(Stored data)

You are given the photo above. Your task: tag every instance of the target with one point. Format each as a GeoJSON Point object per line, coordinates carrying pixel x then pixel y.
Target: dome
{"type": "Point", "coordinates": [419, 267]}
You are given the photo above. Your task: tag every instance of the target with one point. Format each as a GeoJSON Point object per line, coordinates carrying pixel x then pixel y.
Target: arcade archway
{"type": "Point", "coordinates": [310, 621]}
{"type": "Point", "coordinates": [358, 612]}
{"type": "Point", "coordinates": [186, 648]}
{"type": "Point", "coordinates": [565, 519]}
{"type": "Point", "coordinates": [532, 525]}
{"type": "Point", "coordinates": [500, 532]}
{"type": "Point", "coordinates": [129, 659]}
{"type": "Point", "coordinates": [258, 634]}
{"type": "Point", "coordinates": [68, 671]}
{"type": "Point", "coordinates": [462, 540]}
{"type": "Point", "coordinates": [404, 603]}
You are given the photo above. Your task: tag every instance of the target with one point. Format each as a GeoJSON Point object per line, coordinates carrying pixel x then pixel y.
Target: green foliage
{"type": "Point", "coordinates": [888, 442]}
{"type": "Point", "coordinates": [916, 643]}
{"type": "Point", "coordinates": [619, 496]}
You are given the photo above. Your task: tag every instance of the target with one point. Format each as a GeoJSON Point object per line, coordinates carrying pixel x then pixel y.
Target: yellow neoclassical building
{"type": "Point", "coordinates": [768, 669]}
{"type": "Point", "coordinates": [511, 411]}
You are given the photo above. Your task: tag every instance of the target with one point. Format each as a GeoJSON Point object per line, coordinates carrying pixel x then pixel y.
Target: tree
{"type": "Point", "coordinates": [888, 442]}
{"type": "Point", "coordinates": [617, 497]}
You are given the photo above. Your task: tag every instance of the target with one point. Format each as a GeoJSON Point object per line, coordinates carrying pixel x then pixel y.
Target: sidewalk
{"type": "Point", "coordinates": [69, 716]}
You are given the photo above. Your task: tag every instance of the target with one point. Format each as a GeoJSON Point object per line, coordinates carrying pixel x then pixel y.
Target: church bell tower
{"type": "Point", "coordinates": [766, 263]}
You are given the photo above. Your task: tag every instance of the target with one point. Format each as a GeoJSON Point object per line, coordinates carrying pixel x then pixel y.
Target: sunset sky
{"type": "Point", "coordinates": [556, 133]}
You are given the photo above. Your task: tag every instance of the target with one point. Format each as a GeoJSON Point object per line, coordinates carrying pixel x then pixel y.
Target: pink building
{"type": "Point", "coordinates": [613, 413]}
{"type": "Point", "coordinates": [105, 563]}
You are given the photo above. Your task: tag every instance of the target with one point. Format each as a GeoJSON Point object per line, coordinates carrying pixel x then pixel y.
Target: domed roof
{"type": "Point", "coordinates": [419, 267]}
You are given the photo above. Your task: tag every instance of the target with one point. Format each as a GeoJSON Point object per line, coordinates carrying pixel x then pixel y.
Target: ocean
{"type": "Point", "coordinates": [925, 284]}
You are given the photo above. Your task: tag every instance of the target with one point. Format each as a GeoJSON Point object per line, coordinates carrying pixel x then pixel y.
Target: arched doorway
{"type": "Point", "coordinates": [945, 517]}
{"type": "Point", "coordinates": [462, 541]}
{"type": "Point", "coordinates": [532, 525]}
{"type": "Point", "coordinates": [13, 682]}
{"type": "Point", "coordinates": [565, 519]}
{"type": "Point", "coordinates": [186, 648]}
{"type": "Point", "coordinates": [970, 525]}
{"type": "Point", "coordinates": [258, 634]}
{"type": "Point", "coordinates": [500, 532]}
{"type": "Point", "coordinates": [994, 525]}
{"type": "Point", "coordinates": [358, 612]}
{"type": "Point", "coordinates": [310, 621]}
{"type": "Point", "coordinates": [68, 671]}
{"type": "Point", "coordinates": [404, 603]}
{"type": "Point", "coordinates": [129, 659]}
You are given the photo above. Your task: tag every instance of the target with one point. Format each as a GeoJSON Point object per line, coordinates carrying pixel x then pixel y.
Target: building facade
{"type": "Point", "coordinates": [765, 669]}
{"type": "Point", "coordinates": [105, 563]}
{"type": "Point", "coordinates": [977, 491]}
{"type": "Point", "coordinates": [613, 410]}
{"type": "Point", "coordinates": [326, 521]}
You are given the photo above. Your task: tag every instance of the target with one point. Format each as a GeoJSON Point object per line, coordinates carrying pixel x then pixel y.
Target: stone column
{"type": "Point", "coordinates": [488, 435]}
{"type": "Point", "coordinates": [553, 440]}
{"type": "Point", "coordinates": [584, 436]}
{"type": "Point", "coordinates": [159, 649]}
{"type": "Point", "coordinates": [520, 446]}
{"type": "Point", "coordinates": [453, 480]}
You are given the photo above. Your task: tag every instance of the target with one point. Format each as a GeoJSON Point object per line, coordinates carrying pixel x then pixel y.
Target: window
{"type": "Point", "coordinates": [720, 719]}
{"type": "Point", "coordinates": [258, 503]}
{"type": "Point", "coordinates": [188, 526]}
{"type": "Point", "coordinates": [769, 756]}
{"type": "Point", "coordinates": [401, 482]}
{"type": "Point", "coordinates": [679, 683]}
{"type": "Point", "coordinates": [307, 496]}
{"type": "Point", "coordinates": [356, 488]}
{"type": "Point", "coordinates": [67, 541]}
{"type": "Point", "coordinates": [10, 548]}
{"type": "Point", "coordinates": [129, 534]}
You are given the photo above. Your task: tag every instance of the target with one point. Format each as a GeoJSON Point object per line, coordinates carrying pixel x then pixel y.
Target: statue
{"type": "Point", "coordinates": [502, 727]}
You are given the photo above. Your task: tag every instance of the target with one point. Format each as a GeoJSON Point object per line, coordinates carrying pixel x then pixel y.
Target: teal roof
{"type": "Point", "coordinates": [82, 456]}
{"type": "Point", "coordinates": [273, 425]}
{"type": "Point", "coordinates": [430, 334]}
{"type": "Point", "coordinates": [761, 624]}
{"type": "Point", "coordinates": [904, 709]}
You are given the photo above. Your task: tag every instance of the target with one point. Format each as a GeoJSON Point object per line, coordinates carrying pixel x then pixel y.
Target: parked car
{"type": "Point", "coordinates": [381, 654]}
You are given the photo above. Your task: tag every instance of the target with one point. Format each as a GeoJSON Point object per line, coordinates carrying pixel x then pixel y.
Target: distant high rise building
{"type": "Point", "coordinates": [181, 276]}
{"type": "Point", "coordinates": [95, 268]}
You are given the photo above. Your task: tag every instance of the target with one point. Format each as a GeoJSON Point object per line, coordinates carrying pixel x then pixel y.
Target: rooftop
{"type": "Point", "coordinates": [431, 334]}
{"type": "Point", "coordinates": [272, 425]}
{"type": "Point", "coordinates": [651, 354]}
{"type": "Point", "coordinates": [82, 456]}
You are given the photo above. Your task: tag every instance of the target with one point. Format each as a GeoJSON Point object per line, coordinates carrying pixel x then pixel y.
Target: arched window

...

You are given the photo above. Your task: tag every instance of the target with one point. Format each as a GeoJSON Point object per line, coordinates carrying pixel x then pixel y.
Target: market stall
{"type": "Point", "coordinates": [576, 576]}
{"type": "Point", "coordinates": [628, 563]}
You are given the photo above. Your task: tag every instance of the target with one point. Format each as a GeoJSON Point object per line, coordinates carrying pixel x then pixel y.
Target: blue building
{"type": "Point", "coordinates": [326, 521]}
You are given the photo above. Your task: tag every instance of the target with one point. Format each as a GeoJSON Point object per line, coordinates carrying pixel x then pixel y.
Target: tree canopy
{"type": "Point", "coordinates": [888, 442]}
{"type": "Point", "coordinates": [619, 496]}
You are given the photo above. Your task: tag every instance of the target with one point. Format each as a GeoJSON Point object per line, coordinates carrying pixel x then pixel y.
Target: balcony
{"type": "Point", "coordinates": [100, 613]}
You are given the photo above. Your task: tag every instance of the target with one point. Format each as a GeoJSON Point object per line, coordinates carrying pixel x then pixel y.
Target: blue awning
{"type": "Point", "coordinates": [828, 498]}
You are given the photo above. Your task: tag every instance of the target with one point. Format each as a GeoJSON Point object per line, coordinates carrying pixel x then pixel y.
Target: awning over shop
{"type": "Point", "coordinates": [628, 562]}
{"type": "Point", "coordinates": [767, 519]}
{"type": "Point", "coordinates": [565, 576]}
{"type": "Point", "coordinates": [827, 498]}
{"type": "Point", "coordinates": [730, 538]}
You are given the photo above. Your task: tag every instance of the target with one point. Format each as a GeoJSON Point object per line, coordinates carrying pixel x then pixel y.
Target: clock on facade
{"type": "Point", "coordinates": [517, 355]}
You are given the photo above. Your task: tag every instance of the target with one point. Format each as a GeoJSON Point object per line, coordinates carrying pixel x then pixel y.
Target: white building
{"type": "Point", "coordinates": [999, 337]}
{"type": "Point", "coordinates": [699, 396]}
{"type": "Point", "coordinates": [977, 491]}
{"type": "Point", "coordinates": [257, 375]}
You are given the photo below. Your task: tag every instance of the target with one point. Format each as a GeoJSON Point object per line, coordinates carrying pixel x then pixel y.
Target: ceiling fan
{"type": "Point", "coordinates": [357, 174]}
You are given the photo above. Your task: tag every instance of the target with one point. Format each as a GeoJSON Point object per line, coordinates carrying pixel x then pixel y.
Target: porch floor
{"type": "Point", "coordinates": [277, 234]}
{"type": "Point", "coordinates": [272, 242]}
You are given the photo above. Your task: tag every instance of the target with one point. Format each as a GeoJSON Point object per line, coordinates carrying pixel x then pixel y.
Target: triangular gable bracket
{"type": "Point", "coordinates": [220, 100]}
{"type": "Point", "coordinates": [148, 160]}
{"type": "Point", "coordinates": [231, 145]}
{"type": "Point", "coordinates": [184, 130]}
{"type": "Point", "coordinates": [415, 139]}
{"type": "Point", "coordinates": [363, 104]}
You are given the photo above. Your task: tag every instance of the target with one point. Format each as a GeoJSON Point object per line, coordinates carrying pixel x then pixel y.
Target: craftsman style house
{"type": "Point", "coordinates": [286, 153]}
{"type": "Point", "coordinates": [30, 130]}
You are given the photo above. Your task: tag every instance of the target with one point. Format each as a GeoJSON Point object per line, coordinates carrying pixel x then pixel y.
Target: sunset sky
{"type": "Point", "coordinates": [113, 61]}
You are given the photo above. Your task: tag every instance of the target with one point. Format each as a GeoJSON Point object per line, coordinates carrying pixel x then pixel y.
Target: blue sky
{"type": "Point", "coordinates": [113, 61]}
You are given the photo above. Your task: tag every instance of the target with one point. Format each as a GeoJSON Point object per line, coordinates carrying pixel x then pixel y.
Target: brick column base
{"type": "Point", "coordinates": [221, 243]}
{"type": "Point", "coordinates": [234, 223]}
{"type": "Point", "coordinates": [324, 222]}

* _Instructions for the task_
Return every line of the data that contains the word "blue". Case counts.

* _Reply_
Target: blue building
Target: blue awning
Target: blue sky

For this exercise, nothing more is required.